# bessey parallel clamp problems



## Ryan S (Feb 11, 2013)

Hello. I have several bessey parallel clamps. Some of them won't tighten down very tight anymore. Everything slides and turns freely but after I clamp something I can still pivot the entire clamp on the clamped surface after I tighten it as much as I can. It is only happening on a few of my clamps. Anyone ever had this issue and if so were you able to take care of it?

Thanks in advance for your help.


----------



## kjhart0133 (Feb 4, 2009)

Take off the sliding jaw and clean the bar thoroughly. Be sure to get all the old glue and whatnot out of the little grooves in the bar. Use some solvent and a brass wire brush. (Steel might spark and ignite solvent fumes.) Also look inside the sliding jaw and try to clean out those grooves inside as well. 

Finally, if you look inside the sliding jaw there are two set screws, one on each side. Try turning them 1/4 turn either way to see if that improves the grip. You can reach them with a long 3 mm allen wrench.

If all that doesn't work, contact Bessey and explain your problem. The K-body clamps have a limited lifetime warranty.

Good luck,

Kevin H.


----------



## sawdustfactory (Jan 30, 2011)

Use a heat gun to soften glue and scrape it off, no solvent needed.


----------

# YOUR TASKS
**a.** Answer these questions about the forum thread on Bessey parallel clamps:
(i) What tool is suggested for reaching the set screws inside the sliding jaw?
(ii) Why does the thread advise a brass wire brush rather than a steel one?
(iii) What does the last reply recommend using to soften the glue?
**b.** Reproduce the part of the forum thread on Bessey parallel clamps from "Hello. I have" to "care of it?", word for word.

# MATERIAL SUPPLIED
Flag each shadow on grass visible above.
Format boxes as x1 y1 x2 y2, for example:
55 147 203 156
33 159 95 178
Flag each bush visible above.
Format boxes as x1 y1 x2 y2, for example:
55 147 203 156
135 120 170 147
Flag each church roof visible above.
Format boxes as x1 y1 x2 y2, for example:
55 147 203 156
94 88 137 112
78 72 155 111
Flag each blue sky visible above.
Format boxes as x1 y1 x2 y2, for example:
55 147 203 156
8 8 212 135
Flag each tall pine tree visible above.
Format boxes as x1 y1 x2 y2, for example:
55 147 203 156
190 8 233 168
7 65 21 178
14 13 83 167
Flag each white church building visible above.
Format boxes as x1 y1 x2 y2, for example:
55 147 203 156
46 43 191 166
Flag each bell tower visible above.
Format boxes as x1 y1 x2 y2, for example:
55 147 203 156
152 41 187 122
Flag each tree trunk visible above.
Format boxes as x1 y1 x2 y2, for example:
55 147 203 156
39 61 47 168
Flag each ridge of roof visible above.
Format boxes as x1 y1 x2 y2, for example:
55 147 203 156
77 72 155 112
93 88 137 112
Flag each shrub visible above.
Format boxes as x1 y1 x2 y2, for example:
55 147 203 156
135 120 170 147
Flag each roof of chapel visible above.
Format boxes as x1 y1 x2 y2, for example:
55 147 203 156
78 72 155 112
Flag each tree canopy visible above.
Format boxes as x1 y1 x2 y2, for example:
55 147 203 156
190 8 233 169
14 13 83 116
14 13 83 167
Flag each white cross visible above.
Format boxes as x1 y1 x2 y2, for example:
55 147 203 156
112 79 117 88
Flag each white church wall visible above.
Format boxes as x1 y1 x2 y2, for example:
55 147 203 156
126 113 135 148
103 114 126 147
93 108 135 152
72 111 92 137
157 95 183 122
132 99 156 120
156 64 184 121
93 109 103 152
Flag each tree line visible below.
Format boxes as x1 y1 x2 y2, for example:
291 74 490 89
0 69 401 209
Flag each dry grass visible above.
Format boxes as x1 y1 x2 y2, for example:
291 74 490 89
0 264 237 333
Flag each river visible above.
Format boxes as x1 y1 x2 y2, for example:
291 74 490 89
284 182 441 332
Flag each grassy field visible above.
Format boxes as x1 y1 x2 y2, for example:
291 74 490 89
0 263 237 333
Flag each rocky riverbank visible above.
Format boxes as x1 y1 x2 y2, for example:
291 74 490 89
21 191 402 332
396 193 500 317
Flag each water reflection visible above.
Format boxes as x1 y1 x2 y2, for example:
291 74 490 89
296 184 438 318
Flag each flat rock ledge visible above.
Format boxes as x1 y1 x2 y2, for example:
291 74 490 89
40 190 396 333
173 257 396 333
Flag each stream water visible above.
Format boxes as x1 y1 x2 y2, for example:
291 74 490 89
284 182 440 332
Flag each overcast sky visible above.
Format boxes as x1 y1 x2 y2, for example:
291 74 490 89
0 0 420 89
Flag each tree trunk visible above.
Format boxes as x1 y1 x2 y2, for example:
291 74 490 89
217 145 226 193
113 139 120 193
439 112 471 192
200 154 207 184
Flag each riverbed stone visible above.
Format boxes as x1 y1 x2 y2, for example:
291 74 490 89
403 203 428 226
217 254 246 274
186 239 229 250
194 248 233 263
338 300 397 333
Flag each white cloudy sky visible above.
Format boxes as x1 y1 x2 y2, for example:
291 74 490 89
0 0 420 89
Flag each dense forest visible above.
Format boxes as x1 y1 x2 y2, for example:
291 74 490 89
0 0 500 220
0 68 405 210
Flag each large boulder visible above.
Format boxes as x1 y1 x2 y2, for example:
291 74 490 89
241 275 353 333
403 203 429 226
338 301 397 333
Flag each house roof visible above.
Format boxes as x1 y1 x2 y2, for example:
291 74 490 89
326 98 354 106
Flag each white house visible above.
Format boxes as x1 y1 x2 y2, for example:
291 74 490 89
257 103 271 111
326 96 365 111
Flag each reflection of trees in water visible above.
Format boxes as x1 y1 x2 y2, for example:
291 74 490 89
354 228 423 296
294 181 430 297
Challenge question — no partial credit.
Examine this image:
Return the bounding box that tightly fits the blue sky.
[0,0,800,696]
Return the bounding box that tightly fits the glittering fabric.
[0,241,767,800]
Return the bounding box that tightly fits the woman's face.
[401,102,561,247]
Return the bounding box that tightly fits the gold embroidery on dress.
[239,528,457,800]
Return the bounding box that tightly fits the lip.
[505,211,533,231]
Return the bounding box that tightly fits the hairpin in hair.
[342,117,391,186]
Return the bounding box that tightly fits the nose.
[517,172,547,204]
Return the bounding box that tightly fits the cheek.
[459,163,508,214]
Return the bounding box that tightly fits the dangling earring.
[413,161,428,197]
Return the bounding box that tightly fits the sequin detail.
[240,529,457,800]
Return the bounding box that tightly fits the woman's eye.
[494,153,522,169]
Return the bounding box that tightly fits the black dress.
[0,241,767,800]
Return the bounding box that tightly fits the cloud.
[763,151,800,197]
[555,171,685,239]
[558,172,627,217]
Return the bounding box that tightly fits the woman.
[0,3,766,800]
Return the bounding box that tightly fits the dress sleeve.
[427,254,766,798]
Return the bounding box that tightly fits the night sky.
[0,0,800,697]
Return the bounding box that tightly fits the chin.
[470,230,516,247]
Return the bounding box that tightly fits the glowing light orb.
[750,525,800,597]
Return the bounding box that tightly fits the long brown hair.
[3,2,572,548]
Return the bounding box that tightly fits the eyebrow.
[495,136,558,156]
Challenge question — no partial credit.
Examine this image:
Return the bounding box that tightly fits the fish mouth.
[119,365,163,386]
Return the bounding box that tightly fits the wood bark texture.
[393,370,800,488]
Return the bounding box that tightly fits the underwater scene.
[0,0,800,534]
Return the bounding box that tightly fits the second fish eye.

# EXERCISE SOLUTIONS
**a.**
(i) A long 3 mm allen wrench.
(ii) Steel might spark and ignite solvent fumes.
(iii) A heat gun.

**b.**
Hello. I have several bessey parallel clamps. Some of them won't tighten down very tight anymore. Everything slides and turns freely but after I clamp something I can still pivot the entire clamp on the clamped surface after I tighten it as much as I can. It is only happening on a few of my clamps. Anyone ever had this issue and if so were you able to take care of it?